* Task brief:
Please write out exactly the lines of the data below from the line holding "Point to the green foliage." through the line holding "Point to the bee's black abdomen.", and leave out the rest.

* Records shown:

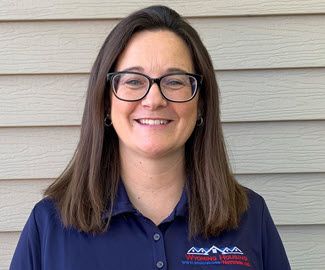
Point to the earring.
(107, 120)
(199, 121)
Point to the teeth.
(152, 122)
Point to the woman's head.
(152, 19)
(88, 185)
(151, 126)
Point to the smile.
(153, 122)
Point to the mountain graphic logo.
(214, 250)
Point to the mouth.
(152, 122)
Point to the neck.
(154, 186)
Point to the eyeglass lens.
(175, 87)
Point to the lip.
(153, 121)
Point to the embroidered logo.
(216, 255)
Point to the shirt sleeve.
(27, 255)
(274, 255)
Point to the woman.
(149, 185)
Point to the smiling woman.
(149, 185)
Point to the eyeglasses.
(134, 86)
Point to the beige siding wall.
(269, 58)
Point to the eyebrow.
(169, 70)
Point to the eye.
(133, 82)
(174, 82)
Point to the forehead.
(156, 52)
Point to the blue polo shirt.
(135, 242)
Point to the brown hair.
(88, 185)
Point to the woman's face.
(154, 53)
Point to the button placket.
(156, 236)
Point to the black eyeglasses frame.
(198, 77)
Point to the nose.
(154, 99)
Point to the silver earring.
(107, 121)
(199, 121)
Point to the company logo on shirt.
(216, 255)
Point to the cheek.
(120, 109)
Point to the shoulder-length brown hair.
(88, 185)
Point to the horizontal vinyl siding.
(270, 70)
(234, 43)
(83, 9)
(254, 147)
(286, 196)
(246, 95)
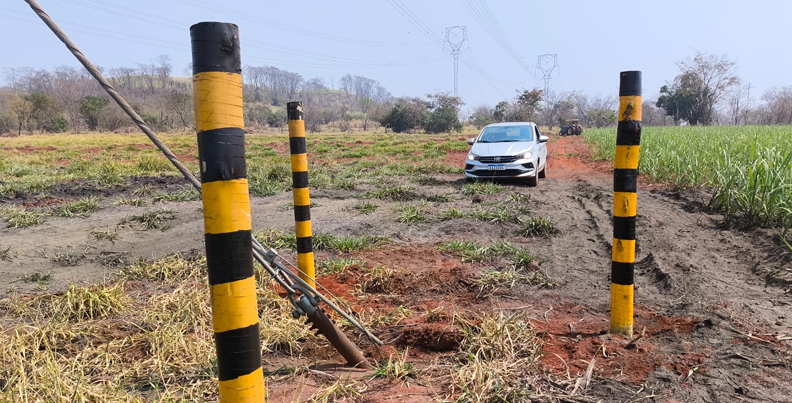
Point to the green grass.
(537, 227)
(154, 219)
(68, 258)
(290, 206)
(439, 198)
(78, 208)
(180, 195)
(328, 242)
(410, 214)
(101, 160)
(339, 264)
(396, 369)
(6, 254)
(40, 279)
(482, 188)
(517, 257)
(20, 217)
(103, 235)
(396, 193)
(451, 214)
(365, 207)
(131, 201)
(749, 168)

---

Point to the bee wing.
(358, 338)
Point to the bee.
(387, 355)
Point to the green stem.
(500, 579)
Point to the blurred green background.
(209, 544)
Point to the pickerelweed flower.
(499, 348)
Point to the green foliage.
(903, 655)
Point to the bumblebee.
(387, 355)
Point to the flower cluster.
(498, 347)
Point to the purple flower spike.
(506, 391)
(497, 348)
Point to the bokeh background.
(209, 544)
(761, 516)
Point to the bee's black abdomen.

---

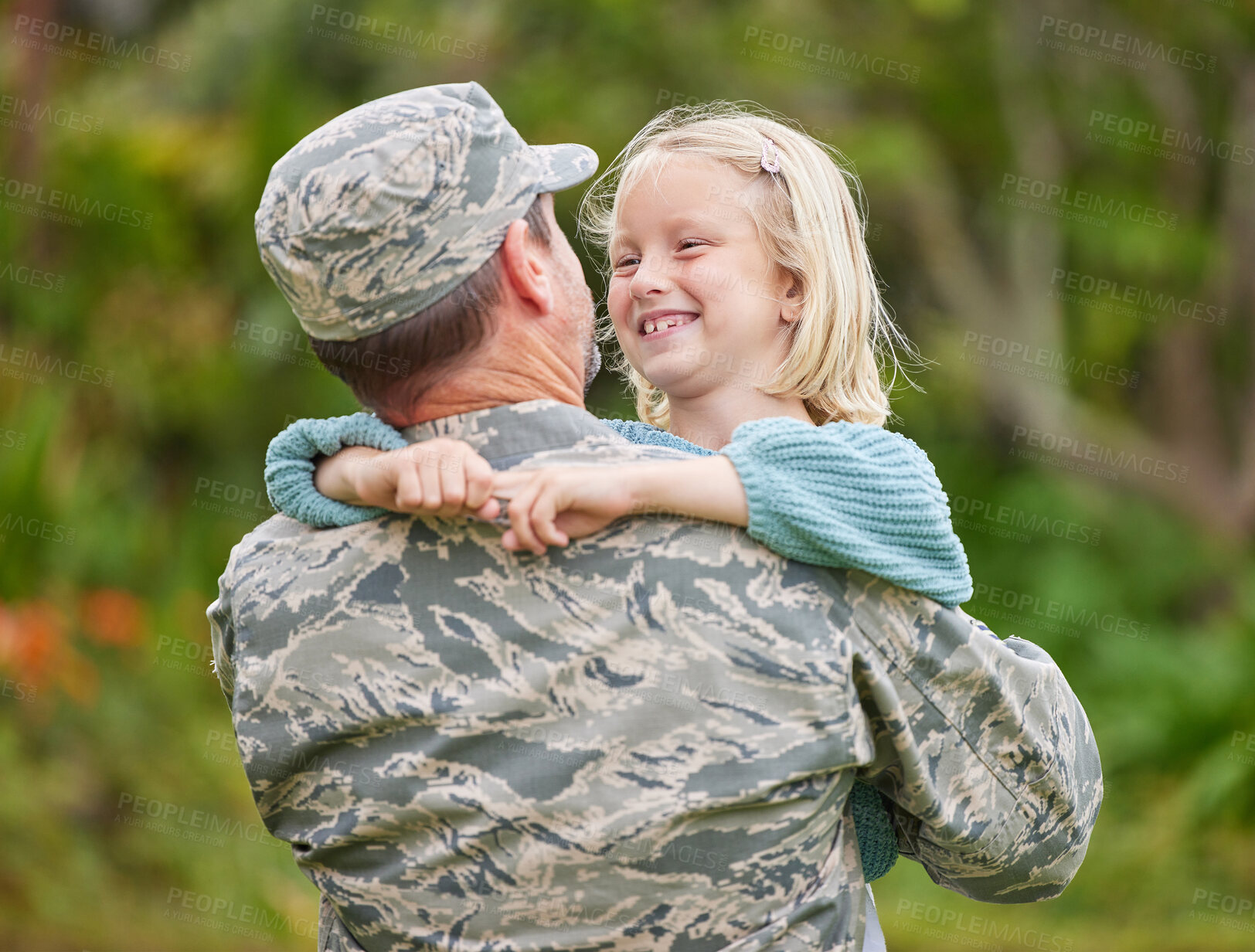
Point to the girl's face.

* Output below:
Point to the green foliage.
(903, 655)
Point to the bumblebee.
(387, 355)
Point to the flower cluster.
(498, 347)
Point to the purple flower spike.
(506, 391)
(497, 348)
Point to the bokeh background.
(209, 544)
(761, 516)
Point to the bee's black abdomen.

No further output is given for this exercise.